▶ [Excerpted data]:
◆ ◆ ◆ ◆ ◆

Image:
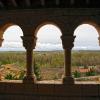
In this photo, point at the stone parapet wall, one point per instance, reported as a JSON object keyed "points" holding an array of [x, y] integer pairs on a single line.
{"points": [[39, 91]]}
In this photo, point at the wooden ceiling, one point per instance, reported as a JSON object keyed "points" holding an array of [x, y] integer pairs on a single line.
{"points": [[32, 4]]}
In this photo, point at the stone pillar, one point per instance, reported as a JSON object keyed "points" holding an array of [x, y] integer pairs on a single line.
{"points": [[29, 43], [67, 42], [1, 40], [99, 40]]}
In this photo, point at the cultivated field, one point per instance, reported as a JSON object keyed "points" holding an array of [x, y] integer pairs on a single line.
{"points": [[50, 65]]}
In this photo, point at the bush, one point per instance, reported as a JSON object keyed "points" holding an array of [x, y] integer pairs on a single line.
{"points": [[37, 71], [92, 72], [21, 76], [10, 76], [77, 74]]}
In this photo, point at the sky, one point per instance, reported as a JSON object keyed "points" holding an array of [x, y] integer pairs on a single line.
{"points": [[49, 38]]}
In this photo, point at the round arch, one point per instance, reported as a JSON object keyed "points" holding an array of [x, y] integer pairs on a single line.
{"points": [[51, 31], [46, 23], [10, 28], [83, 33]]}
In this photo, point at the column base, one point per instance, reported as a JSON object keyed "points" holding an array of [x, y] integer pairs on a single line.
{"points": [[68, 80], [29, 79]]}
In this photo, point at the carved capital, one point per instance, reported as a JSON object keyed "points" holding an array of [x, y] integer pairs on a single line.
{"points": [[29, 42], [67, 42]]}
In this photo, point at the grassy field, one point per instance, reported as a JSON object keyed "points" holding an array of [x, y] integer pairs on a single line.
{"points": [[50, 65]]}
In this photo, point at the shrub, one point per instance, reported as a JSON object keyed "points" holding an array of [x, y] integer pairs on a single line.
{"points": [[21, 75], [77, 74], [10, 76], [37, 71], [92, 72]]}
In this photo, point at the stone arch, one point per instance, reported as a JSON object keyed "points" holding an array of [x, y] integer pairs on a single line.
{"points": [[3, 29], [45, 23], [58, 35], [91, 23]]}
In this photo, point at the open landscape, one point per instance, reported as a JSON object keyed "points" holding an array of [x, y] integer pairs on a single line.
{"points": [[49, 65]]}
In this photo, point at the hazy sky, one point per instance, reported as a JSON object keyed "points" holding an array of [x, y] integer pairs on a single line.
{"points": [[49, 38]]}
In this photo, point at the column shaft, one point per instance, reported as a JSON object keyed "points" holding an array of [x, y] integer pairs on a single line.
{"points": [[29, 64], [67, 63]]}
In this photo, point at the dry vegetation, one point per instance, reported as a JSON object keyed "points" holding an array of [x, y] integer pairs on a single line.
{"points": [[49, 65]]}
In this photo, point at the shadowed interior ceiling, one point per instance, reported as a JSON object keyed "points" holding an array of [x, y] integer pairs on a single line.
{"points": [[33, 4]]}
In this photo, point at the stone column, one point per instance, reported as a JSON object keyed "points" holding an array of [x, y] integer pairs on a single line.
{"points": [[29, 43], [99, 40], [1, 40], [67, 42]]}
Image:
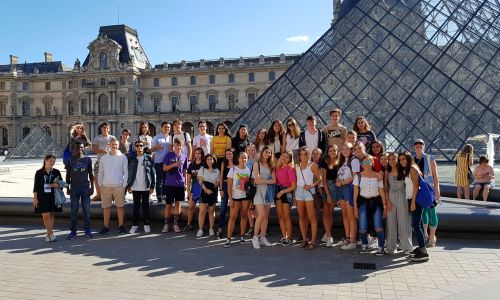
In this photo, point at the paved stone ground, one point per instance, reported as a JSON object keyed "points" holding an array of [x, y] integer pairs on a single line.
{"points": [[178, 265]]}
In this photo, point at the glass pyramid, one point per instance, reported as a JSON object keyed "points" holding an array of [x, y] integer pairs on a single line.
{"points": [[35, 145], [416, 69]]}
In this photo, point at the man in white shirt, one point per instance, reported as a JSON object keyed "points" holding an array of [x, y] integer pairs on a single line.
{"points": [[112, 178], [202, 140], [161, 146]]}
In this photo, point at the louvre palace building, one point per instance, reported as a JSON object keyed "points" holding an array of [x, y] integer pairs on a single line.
{"points": [[117, 84]]}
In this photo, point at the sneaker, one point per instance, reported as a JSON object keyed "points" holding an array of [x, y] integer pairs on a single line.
{"points": [[104, 230], [122, 230], [188, 228], [414, 252], [255, 242], [421, 256], [134, 229], [349, 246], [52, 237], [88, 234], [71, 235], [265, 242], [324, 239], [249, 232], [329, 243]]}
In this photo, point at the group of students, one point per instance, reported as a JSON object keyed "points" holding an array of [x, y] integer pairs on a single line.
{"points": [[314, 169]]}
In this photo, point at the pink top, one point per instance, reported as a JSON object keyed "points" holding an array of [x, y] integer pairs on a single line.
{"points": [[285, 176]]}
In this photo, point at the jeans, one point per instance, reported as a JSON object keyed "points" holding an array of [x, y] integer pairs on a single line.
{"points": [[372, 206], [223, 206], [417, 225], [160, 176], [141, 196], [77, 194]]}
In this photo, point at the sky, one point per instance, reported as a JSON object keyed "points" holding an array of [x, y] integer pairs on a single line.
{"points": [[169, 30]]}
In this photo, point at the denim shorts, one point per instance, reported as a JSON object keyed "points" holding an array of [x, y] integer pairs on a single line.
{"points": [[301, 194], [345, 192]]}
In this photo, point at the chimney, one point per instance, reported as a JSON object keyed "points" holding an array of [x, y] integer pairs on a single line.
{"points": [[13, 59], [48, 56]]}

◆ ◆ ◆ ◆ ◆

▶ [Instruction]:
Copy the whole listing above word for word, leaving out the pictures.

▶ [Task answer]:
Image:
In this photo, point at the stone parapet wall, one point per instance, reported as a JSON object keyed "points" holding an array of [x, y] integer pairs on a single line.
{"points": [[39, 91]]}
In this photo, point at the wooden ceiling, one point per instance, reported as a JSON object keyed "points" holding an array of [x, y] integer pairs on a single line.
{"points": [[32, 4]]}
In this photo, point at the stone pillar, one point per instance, reported as a JSON object keyed "points" holding an array of [x, y] integer pairs on a single line.
{"points": [[29, 43], [67, 42], [1, 40], [99, 40]]}
In this photo, point at the cultivated field, one point per instance, reported as a JSON object keyed "points" holding an array of [x, y] integer pairs on a single line.
{"points": [[50, 65]]}
In this photo, point at the bush, one point per instance, reported as a JSON object keyed "points" holding an array of [x, y] integer pairs on a single line.
{"points": [[37, 71], [92, 72], [21, 76], [10, 76], [77, 74]]}
In this photo, point at the sky, one point per instance, reported as a JSON object keyed "points" holding an array of [x, y] integer pairs on a single line.
{"points": [[49, 38]]}
In this photo, point at the round arch, one point per instance, reported as a JSON object keyed "points" holding an array of [x, y] integer pairs on a single line.
{"points": [[51, 31], [46, 23], [10, 28], [83, 33]]}
In this photo, point at the column base, one point per instance, reported as a JSON object keyed "points" holding an array of [x, y] integer pairs on a single line.
{"points": [[68, 80], [29, 79]]}
In this photo, point at the carved capital, one point per instance, reported as a JSON object keyed "points" holding an array of [x, y] integer pairs on a single line.
{"points": [[29, 42], [67, 42]]}
In this photo, point at the grassy field, one point per instance, reported as a JSON object keyed "points" holding an array of [x, y] integer pairs on a single line.
{"points": [[50, 65]]}
In this photo, point at the shrub, one point per instance, reported as a JSON object keyed "points" holding an array of [x, y] integer pairs on a single line.
{"points": [[21, 75], [77, 74], [10, 76], [37, 71], [92, 72]]}
In this photo, point at the stone arch, one point per instance, reported as a JSON object keyed "points" holding an array of [x, y] integer pairs on a single line.
{"points": [[3, 29], [45, 23], [58, 35], [91, 23]]}
In this photo, point at the open landscape, one point per instance, reported as a JSON object keyed "points" holding an array of [x, y] integer pairs on a single line.
{"points": [[49, 65]]}
In this photo, point at the hazy sky, one point per instance, reported as a JSON object keyed "points" holding an array of [x, y] integer pairs on a single line.
{"points": [[49, 38]]}
In this photo, point at the column shaft, one point per instance, reported as a JSON object keyed "points" holding an array of [x, y] integer pairs on a single line.
{"points": [[29, 64], [67, 63]]}
In this photo, point at the dry vegetation, one point per instance, reported as a JSON object keyed "points" holding an array of [x, y] integer pairs on a single line.
{"points": [[49, 65]]}
In this photo, point at the shadowed interior ceiling, one point per instance, reported as a JSON object keyed "points" holding an array of [x, y] integer pairs on a single line.
{"points": [[33, 4]]}
In this photo, point at the stone column, one point per instance, reported as a JSON object keyed "points" holding an array of [x, y] integer pairs on a single line.
{"points": [[29, 43], [99, 40], [1, 40], [67, 42]]}
Image:
In this photo, point at the paved stone ground, one point per instance, reported as a JSON object keyed "points" holding an array of [x, y] integer pairs on a single line.
{"points": [[178, 265]]}
In this photo, point at the glass pyramid, one point per instance, reported as a JSON object keyed "points" holding an array of [x, y] integer pairs on a single line.
{"points": [[35, 145], [416, 69]]}
In this photo, point at the man in white shirt, one point per instance, reported as a JSON object keyed "points" holding an array of [x, y] integer pairs on a single line.
{"points": [[112, 178], [202, 140], [161, 146]]}
In this photo, point at the louvre palace building, one point per instance, reported as a JSON object keyed "points" holding an array of [x, y] integer pairs on a single line.
{"points": [[117, 84]]}
In this photo, point at the sneaker, one point per instance, reported as a JSON object keyed "points" holding an array of [x, y] integer pairs on a single line.
{"points": [[104, 230], [122, 230], [188, 228], [414, 252], [255, 242], [421, 256], [134, 229], [349, 246], [52, 237], [88, 234], [71, 235], [265, 242], [324, 239], [249, 232], [329, 243]]}
In this photo, point at the group of students, one point per instance, reported as a JSON object keyed "points" holding an array of [x, y] integer pairs on a single line.
{"points": [[314, 169]]}
In this photo, point at the pink top, one point per instance, reported as a JSON object keyed "points" holding an array of [x, y] integer pairs on a single line.
{"points": [[285, 176]]}
In this photo, point at the jeans, one point per instance, reported as a JSON object keyed "points" holding an array of [x, y] integer pairs on a single line.
{"points": [[372, 206], [223, 206], [417, 225], [160, 176], [141, 196], [77, 194]]}
In this photo, point at the sky, one point per instance, reported as a JSON object keyed "points" holding an array of [x, y] integer pairs on a single line.
{"points": [[169, 30]]}
In this photo, point at the denim shorts, one point per instance, reported as a JSON object keyed "points" holding an array of [x, y] integer pairs on a single line.
{"points": [[301, 194], [345, 192]]}
In this photo, point at the chimney, one point per instance, reported as a JSON object keyed "points" holding an array of [x, y] integer pairs on a single line.
{"points": [[13, 59], [48, 56]]}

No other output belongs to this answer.